Exercise instructions — A complete and exact copy of the entries below is the expected result.
::: Task data :::
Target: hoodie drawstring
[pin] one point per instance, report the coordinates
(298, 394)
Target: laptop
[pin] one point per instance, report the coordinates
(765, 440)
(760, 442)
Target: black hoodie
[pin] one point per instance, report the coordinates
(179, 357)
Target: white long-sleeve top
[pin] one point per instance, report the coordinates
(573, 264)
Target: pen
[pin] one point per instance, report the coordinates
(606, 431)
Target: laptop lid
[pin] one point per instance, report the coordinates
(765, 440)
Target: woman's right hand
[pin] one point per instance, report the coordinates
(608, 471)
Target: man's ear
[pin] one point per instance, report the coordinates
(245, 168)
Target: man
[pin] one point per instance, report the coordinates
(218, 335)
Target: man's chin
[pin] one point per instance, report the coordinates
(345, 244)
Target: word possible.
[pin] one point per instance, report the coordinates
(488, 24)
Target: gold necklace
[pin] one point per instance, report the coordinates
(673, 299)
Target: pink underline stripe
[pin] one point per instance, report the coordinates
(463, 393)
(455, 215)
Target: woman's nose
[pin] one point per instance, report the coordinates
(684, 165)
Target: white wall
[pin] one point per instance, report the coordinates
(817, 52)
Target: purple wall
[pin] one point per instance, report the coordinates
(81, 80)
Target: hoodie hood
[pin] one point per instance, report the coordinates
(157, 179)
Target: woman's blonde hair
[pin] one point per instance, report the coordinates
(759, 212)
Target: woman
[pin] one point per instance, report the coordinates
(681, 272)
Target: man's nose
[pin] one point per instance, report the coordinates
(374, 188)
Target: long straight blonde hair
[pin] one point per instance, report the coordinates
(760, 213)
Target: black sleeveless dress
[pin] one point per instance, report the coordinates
:::
Output —
Target: hoodie drawstring
[pin] one point per instance, report the coordinates
(298, 394)
Target: laptop
[pin] one point per instance, report the coordinates
(765, 440)
(760, 442)
Target: black hoodie
[pin] one point per instance, report the coordinates
(179, 357)
Target: white long-sleeve top
[pin] one point per instance, report the coordinates
(573, 264)
Target: pen
[pin] one point per instance, report the coordinates
(606, 431)
Target: laptop lid
[pin] one point per instance, report the coordinates
(765, 440)
Target: woman's right hand
[pin] one point per instance, report the coordinates
(608, 471)
Target: man's ear
[pin] one point per instance, report the coordinates
(245, 168)
Target: man
[pin] one point per instance, report the coordinates
(218, 335)
Target: man's chin
[pin] one point per instance, report the coordinates
(345, 244)
Target: word possible.
[pin] one point per instance, report the coordinates
(488, 24)
Target: gold necklace
[pin] one point per instance, report the coordinates
(673, 299)
Target: pink underline stripe
[pin] one point per instance, report the coordinates
(463, 393)
(455, 215)
Target: woman's nose
[pin] one point per instance, report the coordinates
(684, 165)
Target: white wall
[pin] one point per instance, report the coordinates
(817, 52)
Target: purple wall
[pin] one point per instance, report the coordinates
(81, 80)
Target: hoodie hood
[pin] one point per instance, report the coordinates
(157, 179)
Target: woman's blonde hair
[pin] one point per instance, report the coordinates
(759, 212)
Target: woman
[pin] one point per instance, report the coordinates
(681, 272)
Target: man's nose
[pin] one point per instance, report the coordinates
(374, 188)
Target: long straight blonde hair
[pin] one point per instance, report the coordinates
(760, 213)
Target: black sleeveless dress
[pin] one point per instance, report the coordinates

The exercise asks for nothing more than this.